- [Work order]:
Look for the string "shutter" in the data below, and copy each line that holds it.

- [Source material]:

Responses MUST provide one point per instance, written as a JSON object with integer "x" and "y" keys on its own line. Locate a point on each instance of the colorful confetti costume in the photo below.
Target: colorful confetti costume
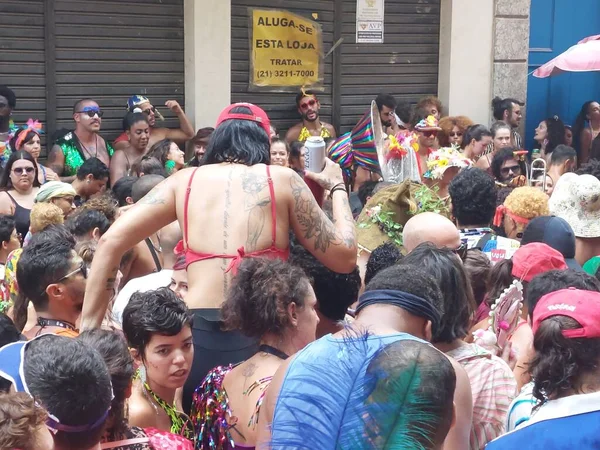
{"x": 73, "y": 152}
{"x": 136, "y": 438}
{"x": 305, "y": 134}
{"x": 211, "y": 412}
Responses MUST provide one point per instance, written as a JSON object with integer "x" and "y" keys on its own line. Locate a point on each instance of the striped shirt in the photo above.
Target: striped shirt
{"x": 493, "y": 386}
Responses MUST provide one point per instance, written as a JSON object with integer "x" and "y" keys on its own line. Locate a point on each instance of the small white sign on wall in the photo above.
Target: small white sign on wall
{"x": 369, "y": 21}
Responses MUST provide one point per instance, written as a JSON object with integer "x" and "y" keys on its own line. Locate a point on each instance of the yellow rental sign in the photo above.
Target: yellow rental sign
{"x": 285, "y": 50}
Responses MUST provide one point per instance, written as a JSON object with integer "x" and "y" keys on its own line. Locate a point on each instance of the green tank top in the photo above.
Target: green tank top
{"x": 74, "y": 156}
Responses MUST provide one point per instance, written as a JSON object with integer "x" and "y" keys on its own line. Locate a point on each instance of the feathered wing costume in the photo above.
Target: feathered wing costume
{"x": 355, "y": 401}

...

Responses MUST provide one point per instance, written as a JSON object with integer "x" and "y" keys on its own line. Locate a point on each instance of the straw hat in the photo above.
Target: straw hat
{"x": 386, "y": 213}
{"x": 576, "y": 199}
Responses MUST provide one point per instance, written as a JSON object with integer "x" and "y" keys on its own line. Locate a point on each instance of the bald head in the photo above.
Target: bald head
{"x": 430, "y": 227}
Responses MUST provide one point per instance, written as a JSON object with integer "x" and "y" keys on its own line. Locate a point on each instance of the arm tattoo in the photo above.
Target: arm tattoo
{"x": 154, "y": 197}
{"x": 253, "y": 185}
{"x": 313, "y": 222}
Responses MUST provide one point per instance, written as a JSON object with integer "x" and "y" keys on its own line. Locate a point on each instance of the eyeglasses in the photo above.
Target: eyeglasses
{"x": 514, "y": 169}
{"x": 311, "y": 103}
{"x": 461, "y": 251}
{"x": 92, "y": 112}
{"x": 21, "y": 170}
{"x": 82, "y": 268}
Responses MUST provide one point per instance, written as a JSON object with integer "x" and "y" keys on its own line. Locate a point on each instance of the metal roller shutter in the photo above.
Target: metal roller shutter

- [Result for this task]:
Responses MUST provide one point per instance, written as a JSON object with integer "x" and "y" keys on its own line. Locate a point on each instance of the metal roller shutter in the photo above.
Target: metal roller shutter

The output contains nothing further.